▶ _Exercise task 1_:
Express everything in the listing from the line containing "Reviewer note: verify one keypoint per instance of the utility" down to the end of the listing as a JSON array of strings, one string per line, with blank lines omitted.

Say you suddenly decide you want to buy an SUV. Would you call your real estate broker at 5 a.m. and tell him to drive to the next dealership ASAP? If this sounds ludicrous, you haven’t met Gennady Perepada’s clients.

On a recent Wednesday afternoon, the fifty-something, Soviet-born broker sat in his small Midtown office examining the sales contract for a brand new Toyota Highlander.

His workday had begun at the crack of dawn when a Russian client called him on his Blackberry, which he never switches off or mutes. The client’s wife, who lives in the Manhattan luxury apartment Perepada found for them, needed a car to drive her daughter to school. Could he go to a dealership and choose one.

Perepada, who has ample experience with such requests, called a car dealership right away and left a message. At 9 a.m., he stood at the dealer’s door and began test-driving. By afternoon he had set up a contract, and his client’s wife briefly showed up to sign.

 Gennady Perepada

Gennady Perepada      Photo by Holly Dutton

For all that work Perepada didn’t make a single dollar. “It’s a favor,” he said with a dismissive shrug.

Perepada makes his money selling luxury properties through his small brokerage One & Only Realty, mainly to wealthy buyers from the former Soviet Union.

But calling him a broker would belittle the breadth of services he offers. On any given day, his work may be that of a contractor, building manager or even a luxury concierge.

Once a sale closes, Perepada often handles the renovations, buying furniture and hiring and overseeing contractors on behalf of his clients abroad. He also manages 19 of his clients’ units, collecting rent and paying bills, which makes him something of a one-person, integrated real-estate services firm.

If his clients have non-real estate related requests, Perepada is their man, too.

He claims to have arranged knee surgeries and baby deliveries in New York City. During the holidays, his inbox is overflowing with requests asking him to buy jewelry for assorted wives, girlfriends and daughters.
Perepada heeds all these requests even though they don’t earn him any money because he knows it makes him more valuable to his foreign clients.

“For today’s wealthy person, the most important thing is saving time, which equals money,” he said.

Perepada’s visible success — he owns two brand-new Mercedes, a large house in Sheepshead Bay and a vacation home in Miami — offers a glimpse of how the influx of foreign money is starting to change the brokerage profession in Manhattan.

▶ _Exercise task 2_:
Answer these questions about the article on the real estate broker:
(a) At what time did Perepada stand at the car dealer's door?
(b) How many of his clients' units does Perepada manage?
(c) In which city is Perepada's vacation home?

Coordinate annotation listing
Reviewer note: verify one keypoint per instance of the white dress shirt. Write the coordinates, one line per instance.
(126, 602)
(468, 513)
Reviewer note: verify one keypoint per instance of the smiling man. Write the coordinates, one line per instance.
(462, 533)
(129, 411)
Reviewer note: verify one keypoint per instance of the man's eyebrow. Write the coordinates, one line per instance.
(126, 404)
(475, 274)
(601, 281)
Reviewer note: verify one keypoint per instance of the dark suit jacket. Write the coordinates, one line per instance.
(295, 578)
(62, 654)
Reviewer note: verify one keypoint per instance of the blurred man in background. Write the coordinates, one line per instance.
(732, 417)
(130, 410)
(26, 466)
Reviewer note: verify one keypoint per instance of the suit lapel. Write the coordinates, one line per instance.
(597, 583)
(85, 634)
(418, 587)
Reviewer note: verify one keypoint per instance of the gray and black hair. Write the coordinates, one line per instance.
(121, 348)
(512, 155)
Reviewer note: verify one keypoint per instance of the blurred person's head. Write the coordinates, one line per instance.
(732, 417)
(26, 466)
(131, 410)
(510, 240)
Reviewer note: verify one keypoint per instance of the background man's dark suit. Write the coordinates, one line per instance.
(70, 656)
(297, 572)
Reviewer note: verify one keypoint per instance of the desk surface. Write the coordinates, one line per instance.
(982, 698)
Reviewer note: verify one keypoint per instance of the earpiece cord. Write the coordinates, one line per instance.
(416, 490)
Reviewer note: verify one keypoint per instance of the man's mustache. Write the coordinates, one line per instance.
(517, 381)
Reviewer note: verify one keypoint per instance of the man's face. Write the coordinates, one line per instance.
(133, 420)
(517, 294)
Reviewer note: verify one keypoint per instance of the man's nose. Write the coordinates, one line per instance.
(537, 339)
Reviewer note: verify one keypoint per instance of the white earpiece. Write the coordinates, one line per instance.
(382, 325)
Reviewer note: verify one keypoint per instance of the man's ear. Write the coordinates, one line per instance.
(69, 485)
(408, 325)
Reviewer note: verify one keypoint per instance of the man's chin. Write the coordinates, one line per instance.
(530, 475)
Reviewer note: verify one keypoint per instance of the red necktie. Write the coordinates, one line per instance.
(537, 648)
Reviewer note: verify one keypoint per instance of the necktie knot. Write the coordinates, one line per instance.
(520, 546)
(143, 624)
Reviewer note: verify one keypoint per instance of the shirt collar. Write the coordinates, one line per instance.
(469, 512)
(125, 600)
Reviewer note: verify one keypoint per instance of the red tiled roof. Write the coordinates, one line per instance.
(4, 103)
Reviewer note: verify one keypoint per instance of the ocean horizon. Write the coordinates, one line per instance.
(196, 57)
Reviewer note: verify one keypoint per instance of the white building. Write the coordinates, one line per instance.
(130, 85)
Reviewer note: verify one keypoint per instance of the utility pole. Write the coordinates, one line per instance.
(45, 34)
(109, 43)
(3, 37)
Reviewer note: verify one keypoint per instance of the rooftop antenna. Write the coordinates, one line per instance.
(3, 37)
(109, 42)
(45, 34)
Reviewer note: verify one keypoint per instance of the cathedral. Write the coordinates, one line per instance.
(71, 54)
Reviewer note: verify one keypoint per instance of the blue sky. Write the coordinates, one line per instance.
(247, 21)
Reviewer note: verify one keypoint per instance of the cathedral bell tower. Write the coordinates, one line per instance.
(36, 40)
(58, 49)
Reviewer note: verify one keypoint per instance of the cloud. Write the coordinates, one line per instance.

▶ _Solution 1_:
[
  "Reviewer note: verify one keypoint per instance of the utility pole. Write the coordinates, one line per instance.",
  "(45, 34)",
  "(109, 43)",
  "(3, 37)",
  "Reviewer note: verify one keypoint per instance of the rooftop antenna. Write the coordinates, one line per instance.",
  "(3, 37)",
  "(109, 42)",
  "(45, 34)",
  "Reviewer note: verify one keypoint per instance of the cathedral. Write the coordinates, one line per instance.",
  "(71, 54)",
  "Reviewer note: verify one keypoint per instance of the blue sky. Write the coordinates, one line per instance.",
  "(247, 21)",
  "Reviewer note: verify one keypoint per instance of the cathedral bell tower. Write the coordinates, one line per instance.",
  "(36, 40)",
  "(58, 49)",
  "Reviewer note: verify one keypoint per instance of the cloud. Write the coordinates, one line per instance."
]

▶ _Solution 2_:
(a) 9 a.m.
(b) 19
(c) Miami